On voit même, indique la Dre Anderson, des bureaux de médecins équipés d’un mobilier qui sert à la fois pour la discussion et l’examen. La table d’examen sert désormais de siège pendant la conversation avec le patient.

Dre Diane Anderson

D’autres avenues ont aussi commencé à être explorées, notamment la conception des salles d’attente afin que les patients fassent autre chose que d’attendre. Au-delà des simples rangées de chaises traditionnelles, des cliniques aménagent des coins salon, des lieux privés pour favoriser l’intimité des patients et leurs accompagnateurs. On note également des zones technos où les patients peuvent brancher leurs appareils mobiles, indique la Dre Anderson.

Et même si les cliniques deviennent plus fonctionnelles, il faut, dit-elle, poursuivre le dialogue entre les architectes et les médecins. Un des exemples illustrant le fossé entre les deux professions : la position des tables d’examen. « En Amérique du Nord, les médecins apprennent à examiner le patient du côté droit du corps, ce qui facilite l’examen et l’accès aux organes vitaux. Un détail que ne connaissent pas nécessairement les architectes et designers. Je l’ai constaté à maintes reprises dans des cliniques et hôpitaux des deux côtés de la frontière », raconte la Dre Anderson.

Extrait de données —
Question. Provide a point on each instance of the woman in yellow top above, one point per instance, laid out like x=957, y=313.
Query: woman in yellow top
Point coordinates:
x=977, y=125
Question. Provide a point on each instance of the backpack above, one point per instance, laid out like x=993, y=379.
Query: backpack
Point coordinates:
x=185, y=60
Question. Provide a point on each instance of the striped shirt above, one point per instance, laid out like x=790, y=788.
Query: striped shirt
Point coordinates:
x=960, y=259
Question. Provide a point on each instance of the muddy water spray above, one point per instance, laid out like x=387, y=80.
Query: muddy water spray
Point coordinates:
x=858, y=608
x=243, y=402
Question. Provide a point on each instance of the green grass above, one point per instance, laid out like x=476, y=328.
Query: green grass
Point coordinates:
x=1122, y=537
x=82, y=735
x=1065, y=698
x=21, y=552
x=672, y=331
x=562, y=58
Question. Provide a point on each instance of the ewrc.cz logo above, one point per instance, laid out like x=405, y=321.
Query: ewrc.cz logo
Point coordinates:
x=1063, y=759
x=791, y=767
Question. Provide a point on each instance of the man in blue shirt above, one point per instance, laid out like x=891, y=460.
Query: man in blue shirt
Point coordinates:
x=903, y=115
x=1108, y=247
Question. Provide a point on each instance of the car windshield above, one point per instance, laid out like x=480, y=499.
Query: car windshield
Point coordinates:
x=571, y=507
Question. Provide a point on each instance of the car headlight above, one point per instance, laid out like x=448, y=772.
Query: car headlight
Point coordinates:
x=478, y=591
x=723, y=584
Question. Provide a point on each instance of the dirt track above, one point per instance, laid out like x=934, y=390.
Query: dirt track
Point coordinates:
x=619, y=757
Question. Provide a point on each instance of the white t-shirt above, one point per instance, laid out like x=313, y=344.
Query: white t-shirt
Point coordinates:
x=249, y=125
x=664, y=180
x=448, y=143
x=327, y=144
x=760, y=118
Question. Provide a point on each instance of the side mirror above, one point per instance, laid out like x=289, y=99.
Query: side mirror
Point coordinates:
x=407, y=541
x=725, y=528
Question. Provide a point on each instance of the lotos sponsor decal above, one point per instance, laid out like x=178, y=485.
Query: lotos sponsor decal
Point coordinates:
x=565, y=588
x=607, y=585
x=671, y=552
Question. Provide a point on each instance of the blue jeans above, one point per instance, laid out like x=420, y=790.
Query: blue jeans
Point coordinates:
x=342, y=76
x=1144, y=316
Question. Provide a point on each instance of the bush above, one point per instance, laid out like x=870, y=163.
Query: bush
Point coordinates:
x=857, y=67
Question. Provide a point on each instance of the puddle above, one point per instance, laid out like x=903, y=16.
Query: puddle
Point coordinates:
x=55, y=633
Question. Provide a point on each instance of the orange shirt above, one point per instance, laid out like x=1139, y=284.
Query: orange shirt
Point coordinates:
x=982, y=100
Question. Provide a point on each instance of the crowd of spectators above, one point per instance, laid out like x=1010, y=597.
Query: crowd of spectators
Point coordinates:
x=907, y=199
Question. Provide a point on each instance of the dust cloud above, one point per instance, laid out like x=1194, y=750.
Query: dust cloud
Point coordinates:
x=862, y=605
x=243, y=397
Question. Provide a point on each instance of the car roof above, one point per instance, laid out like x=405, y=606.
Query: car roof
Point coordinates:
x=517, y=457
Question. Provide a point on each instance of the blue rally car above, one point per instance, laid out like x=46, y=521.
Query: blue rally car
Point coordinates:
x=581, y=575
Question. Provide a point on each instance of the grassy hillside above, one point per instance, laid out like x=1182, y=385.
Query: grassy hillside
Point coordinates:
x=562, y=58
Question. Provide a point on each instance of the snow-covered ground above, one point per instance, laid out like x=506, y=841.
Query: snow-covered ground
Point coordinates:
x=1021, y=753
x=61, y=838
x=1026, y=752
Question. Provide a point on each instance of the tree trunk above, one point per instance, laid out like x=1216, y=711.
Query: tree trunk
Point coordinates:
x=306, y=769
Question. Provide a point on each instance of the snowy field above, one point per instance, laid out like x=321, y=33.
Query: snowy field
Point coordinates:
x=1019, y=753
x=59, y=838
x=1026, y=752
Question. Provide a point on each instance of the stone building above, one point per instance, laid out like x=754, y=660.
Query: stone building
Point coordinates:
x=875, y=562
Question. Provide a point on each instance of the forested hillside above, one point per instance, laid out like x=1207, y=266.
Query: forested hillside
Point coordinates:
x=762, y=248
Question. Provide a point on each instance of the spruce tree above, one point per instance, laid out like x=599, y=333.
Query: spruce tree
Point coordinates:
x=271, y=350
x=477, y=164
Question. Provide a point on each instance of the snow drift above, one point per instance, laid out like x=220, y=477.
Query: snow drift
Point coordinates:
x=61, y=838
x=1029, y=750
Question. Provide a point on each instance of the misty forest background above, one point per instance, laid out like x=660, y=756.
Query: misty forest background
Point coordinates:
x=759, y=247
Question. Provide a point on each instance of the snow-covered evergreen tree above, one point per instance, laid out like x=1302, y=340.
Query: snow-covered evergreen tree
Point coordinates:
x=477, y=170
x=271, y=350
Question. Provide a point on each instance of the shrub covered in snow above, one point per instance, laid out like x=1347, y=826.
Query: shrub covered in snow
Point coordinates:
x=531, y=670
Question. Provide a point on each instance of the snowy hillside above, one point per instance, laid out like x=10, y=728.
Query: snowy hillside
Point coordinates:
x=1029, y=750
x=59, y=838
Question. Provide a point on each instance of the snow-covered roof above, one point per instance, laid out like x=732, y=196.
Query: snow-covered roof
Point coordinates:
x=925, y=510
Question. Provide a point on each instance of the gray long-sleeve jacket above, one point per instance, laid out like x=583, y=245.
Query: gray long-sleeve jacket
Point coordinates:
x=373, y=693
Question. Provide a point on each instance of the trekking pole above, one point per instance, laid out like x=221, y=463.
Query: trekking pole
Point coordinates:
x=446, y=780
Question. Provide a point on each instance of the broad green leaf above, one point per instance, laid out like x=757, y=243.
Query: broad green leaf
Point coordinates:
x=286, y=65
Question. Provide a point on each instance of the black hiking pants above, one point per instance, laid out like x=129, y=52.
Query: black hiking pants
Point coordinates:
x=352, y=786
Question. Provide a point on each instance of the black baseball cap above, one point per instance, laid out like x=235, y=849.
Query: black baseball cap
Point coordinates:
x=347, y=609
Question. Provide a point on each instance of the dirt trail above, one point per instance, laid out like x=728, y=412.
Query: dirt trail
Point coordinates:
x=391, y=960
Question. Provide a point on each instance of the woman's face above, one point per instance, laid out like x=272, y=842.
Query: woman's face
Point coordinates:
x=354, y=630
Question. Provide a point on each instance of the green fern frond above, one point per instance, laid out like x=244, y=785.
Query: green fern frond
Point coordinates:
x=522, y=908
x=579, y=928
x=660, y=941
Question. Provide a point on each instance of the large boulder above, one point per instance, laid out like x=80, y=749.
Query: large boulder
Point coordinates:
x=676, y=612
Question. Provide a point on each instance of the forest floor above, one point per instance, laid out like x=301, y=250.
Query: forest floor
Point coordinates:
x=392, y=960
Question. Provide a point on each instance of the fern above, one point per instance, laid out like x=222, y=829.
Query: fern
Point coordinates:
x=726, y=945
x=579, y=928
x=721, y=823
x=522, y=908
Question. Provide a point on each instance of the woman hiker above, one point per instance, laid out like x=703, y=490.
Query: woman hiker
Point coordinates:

Activité A — Pourriez-vous reproduire tel quel le passage de l'extrait sur l'aménagement des cliniques qui débute aux mots « On voit même, indique » et se termine après les mots « avec le patient. » ?
Activité B — Comment poursuivriez-vous l'extrait sur l'aménagement des cliniques à partir de l'endroit où il s'arrête ?
Ces données n'ont aucun lien avec l'extrait sur l'aménagement des cliniques.

Réponse rédigée A —
On voit même, indique la Dre Anderson, des bureaux de médecins équipés d’un mobilier qui sert à la fois pour la discussion et l’examen. La table d’examen sert désormais de siège pendant la conversation avec le patient.

Réponse rédigée B —
Certes, concède l'architecte-médecin, les différentes politiques de santé canadiennes et américaines vont avoir une influence sur la conception et la construction de cliniques et des hôpitaux. « Le système de santé du Canada baigne dans un environnement public. Celui des États-Unis doit se démarquer dans un marché concurrentiel. Dans ce contexte, les aménagements ont intérêt à être attrayants et esthétiques pour attirer les patients, tout en étant rentables pour les dirigeants. N’empêche que les deux systèmes font face aux mêmes réalités en matière de santé : la population vieillit, les maladies chroniques augmentent et les gens veulent avoir accès à plus de services de santé. Par conséquent, les cliniques nord-américaines devront s’adapter. » //

Neuf conseils pratiques avant d’entamer des travaux


1. Pour bâtir une toute nouvelle clinique, il ne suffit pas de trouver un terrain dont le zonage actuel en permet la construction, signale l’architecte Serge Falardeau, du groupe Falardeau. Avant de procéder à une offre d’achat, vous avez tout avantage à vous assurer que le zonage du terrain permettra des agrandissements futurs. À moins de vouloir déménager...

2. Limitez l’inutilisation des pieds carrés dans les espaces circulatoires de la clinique. Privilégiez l’aménagement d’une réception centrale, conseille l’architecte Serge Falardeau.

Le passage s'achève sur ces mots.